- **Task statement**:
Where in the data does the word "below" appear? Find those lines and copy them.
- - - - - - -
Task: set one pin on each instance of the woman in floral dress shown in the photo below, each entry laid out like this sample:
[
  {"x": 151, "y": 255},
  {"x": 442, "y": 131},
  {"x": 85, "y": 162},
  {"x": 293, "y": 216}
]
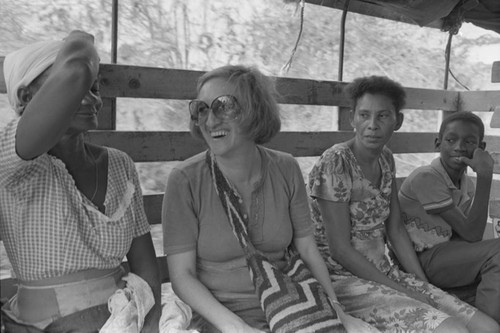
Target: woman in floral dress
[{"x": 356, "y": 210}]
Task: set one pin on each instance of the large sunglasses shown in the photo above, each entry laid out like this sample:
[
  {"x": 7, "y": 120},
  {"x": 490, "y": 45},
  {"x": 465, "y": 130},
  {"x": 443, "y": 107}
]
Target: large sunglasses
[{"x": 225, "y": 108}]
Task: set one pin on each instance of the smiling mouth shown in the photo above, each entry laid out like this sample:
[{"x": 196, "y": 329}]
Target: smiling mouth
[{"x": 218, "y": 134}]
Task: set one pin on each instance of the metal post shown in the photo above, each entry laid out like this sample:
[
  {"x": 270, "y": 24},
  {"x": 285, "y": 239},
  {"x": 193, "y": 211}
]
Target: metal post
[
  {"x": 343, "y": 121},
  {"x": 342, "y": 40},
  {"x": 114, "y": 32}
]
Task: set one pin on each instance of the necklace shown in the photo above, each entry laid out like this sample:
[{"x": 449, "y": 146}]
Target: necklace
[{"x": 96, "y": 175}]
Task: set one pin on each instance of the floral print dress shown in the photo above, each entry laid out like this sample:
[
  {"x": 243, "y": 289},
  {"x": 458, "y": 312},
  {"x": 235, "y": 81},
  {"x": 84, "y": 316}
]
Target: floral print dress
[{"x": 337, "y": 177}]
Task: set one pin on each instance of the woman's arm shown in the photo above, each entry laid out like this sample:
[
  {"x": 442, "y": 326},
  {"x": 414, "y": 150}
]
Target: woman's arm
[
  {"x": 338, "y": 229},
  {"x": 399, "y": 239},
  {"x": 182, "y": 270},
  {"x": 50, "y": 110},
  {"x": 142, "y": 261},
  {"x": 306, "y": 246}
]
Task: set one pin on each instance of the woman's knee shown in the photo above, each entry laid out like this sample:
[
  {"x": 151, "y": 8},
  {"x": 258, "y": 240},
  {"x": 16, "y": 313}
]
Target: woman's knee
[
  {"x": 480, "y": 322},
  {"x": 451, "y": 325}
]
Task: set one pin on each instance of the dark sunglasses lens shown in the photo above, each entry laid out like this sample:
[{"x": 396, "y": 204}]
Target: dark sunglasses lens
[
  {"x": 225, "y": 107},
  {"x": 197, "y": 108}
]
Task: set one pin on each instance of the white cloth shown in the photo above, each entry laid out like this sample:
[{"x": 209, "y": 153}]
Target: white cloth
[
  {"x": 21, "y": 67},
  {"x": 175, "y": 314},
  {"x": 129, "y": 306}
]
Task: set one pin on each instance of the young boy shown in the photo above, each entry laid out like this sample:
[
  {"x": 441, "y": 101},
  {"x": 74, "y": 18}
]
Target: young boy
[{"x": 446, "y": 216}]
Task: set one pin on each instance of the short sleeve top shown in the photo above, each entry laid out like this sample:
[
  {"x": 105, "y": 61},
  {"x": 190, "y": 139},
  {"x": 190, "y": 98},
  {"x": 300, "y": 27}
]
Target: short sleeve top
[
  {"x": 50, "y": 228},
  {"x": 194, "y": 219},
  {"x": 426, "y": 192}
]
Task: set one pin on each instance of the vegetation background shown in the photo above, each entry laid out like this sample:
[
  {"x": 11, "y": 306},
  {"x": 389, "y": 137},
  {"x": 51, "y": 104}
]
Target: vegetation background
[{"x": 204, "y": 34}]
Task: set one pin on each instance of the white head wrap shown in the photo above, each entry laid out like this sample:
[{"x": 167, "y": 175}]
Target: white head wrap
[{"x": 21, "y": 67}]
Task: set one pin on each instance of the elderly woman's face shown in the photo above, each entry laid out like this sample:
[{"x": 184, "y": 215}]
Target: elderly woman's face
[
  {"x": 85, "y": 117},
  {"x": 221, "y": 129}
]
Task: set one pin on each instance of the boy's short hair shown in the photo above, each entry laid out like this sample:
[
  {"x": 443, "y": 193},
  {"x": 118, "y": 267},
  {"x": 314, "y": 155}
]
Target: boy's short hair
[
  {"x": 256, "y": 95},
  {"x": 465, "y": 116},
  {"x": 380, "y": 85}
]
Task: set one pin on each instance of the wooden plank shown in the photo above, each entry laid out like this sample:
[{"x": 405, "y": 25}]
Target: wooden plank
[
  {"x": 492, "y": 143},
  {"x": 479, "y": 100},
  {"x": 496, "y": 158},
  {"x": 177, "y": 146},
  {"x": 495, "y": 208},
  {"x": 107, "y": 117},
  {"x": 147, "y": 82},
  {"x": 150, "y": 82},
  {"x": 370, "y": 9},
  {"x": 162, "y": 265},
  {"x": 495, "y": 72},
  {"x": 152, "y": 206}
]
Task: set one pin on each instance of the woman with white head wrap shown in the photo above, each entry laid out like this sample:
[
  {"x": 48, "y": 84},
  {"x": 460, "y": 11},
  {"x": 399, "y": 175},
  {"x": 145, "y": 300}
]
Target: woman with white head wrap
[{"x": 69, "y": 210}]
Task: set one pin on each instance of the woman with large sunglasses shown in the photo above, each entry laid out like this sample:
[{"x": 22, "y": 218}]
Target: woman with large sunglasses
[{"x": 234, "y": 114}]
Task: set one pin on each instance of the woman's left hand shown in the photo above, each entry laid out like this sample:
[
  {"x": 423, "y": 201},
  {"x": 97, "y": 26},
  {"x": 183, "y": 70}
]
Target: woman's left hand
[{"x": 354, "y": 325}]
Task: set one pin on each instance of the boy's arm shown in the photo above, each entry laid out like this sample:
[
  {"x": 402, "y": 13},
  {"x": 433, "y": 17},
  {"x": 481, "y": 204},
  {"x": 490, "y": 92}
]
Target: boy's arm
[{"x": 471, "y": 227}]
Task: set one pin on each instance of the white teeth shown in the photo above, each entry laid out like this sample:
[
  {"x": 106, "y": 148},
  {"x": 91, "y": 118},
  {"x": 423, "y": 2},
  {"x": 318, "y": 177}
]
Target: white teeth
[{"x": 218, "y": 134}]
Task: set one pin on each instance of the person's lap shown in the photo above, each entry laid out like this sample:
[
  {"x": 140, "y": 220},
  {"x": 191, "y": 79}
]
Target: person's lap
[
  {"x": 86, "y": 321},
  {"x": 385, "y": 308},
  {"x": 456, "y": 263}
]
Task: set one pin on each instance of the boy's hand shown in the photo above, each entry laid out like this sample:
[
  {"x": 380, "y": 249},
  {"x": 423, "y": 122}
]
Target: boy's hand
[{"x": 481, "y": 162}]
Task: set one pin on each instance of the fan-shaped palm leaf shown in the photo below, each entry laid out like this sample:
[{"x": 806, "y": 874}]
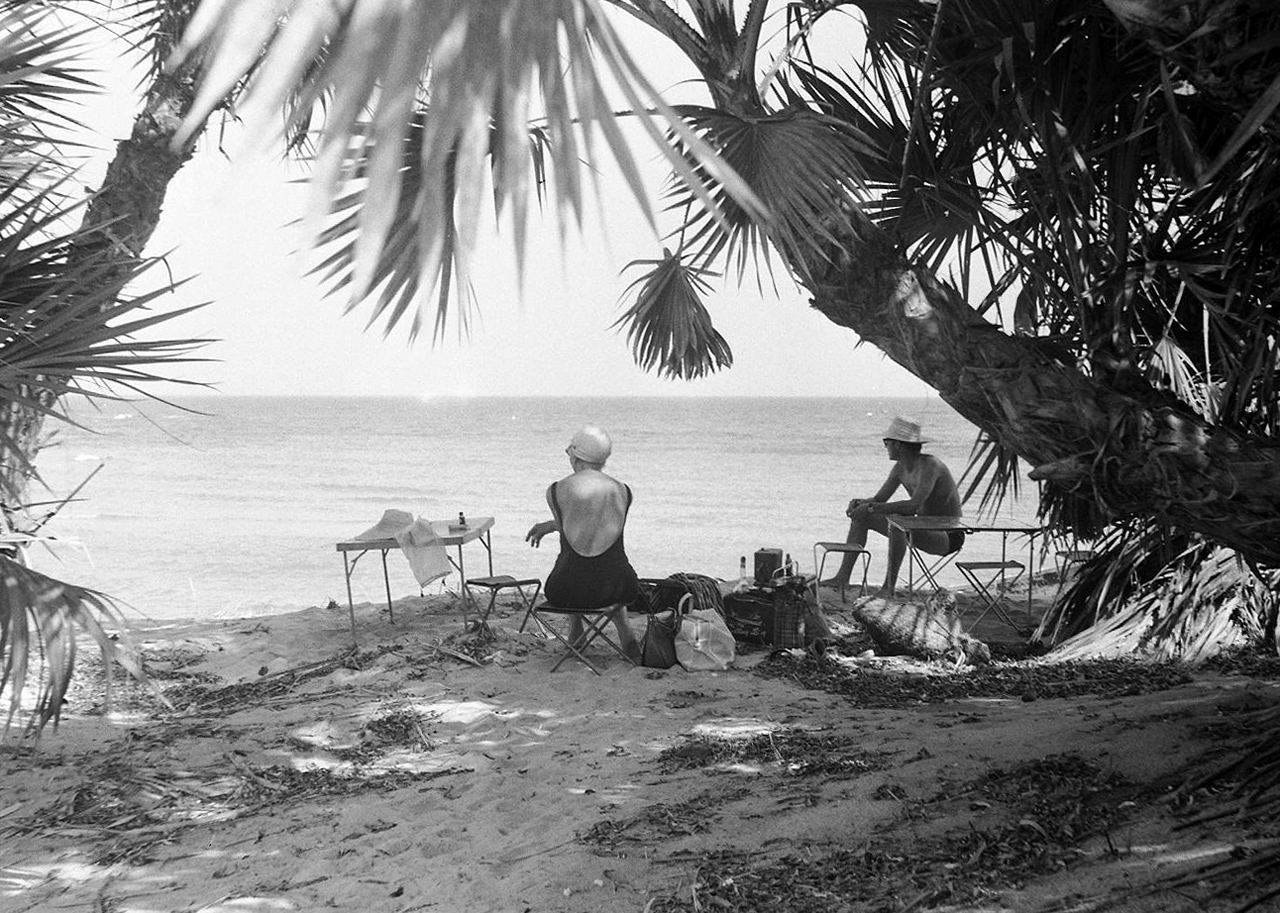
- - - - - - -
- **Task output**:
Task: set one pin on each instance of the woman in floral dress shown in the photo below, each entry laid out like this sample:
Task: set one pin on each instance of the fan-shaped palm leaf shown in the photo below, each entry laid out like this sample:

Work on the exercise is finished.